- **TEXTO SELECIONADO**:

------------------------------

Salomão Rodrigues, in Jornal de Notícias
O olhar de Serguy Voronyak carrega saudade quando pousa no écrã do computador, ferramenta preciosa no pequeno consultório onde ganha o pão, na freguesia de Rossas, em Arouca. O retrato da família, hoje longe, na Ucrânia, serve para amansar a nostalgia e agarrar esperanças. Serguy (e não Serhiy como um engano o rebaptizou no passaporte) é ucraniano e médico, tem 49 anos e está em Portugal há cerca de seis anos. "Valeu a pena", diz.
Mas nem sempre foi assim. As mãos de Serguy já tiveram calos, a alma desalento e o corpo trabalho duro. Hoje, voltou a salvar vidas e a fazer o que escolheu é médico em Rossas, uma aldeia que o estima e onde nem sequer se admite que ele se vá embora. "É muito bom para nós", repete-se, em cada canto.
Serguy chegou a Lisboa em Fevereiro de 2001. Trazia nada nas mãos. Só uma mala com poucos pertences. Arranjou trabalho num lar de idosos, em Lisboa. Ficou por lá, a ganhar o ordenado mínimo, meio ano. Depois, vieram Fafe e uma fábrica de carpintaria onde não viu tostão pelo trabalho de três meses. Desanimado, voltou a procurar um ganha-pão. Encontrou-o em Válega, Ovar. Também como carpinteiro. E foi aí que a sua vida começou a mudar.
"Fui falar com o director do Centro de Saúde de Ovar, Manuel Sebe, e pedi-lhe emprego como ajudante de enfermagem. Perguntou-me o que fazia. Disse que era médico. E ele disse que o lugar de um médico é a exercer Medicina", contou ao JN.
Serguy e Manuel Sebe levaram o desafio a peito. O imigrante teve de voltar a estudar para conseguir a equivalência do curso. Conseguiu. Fez um exame no Hospital de Santo António, no Porto, ao lado de jovens finalistas. A seguir, foi estagiar para o Centro Hospitalar de Gaia, onde durante nove meses não recebeu dinheiro. Foi Manuel Sebe quem o ajudou. A sobreviver e a recuperar a auto-estima.
Rossas, em Arouca, aparece-lhe na vida em Setembro de 2005. E é nesse consultório onde se mantém e onde recebe os mais de 1500 utentes da freguesia, que o tratam como se fosse da família.

------------------------------

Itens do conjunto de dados

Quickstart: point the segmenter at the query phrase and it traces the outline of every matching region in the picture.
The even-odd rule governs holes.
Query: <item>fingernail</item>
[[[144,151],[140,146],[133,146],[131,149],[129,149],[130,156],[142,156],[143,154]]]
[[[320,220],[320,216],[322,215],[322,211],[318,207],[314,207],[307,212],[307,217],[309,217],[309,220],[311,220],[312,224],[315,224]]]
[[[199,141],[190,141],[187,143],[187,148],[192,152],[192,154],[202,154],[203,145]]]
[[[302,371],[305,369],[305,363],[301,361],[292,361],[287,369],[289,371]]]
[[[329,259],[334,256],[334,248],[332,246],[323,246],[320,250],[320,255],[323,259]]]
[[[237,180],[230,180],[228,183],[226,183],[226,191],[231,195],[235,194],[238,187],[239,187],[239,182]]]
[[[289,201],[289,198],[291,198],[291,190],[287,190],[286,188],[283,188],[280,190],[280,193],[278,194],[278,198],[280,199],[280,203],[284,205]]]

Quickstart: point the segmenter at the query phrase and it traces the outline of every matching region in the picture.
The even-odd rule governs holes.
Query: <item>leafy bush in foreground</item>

------------------------------

- **ATIVIDADE**:
Com base no texto sobre Serguy Voronyak, responda:
(a) Em que mês e ano chegou Serguy a Lisboa?
(b) Durante quantos meses estagiou no Centro Hospitalar de Gaia sem receber dinheiro?
(c) Quantos utentes da freguesia recebe no consultório de Rossas?
As linhas não desempenham qualquer papel nesta atividade.

- **RESULTADO DA TAREFA**:
(a) Em fevereiro de 2001.
(b) Durante nove meses.
(c) Mais de 1500.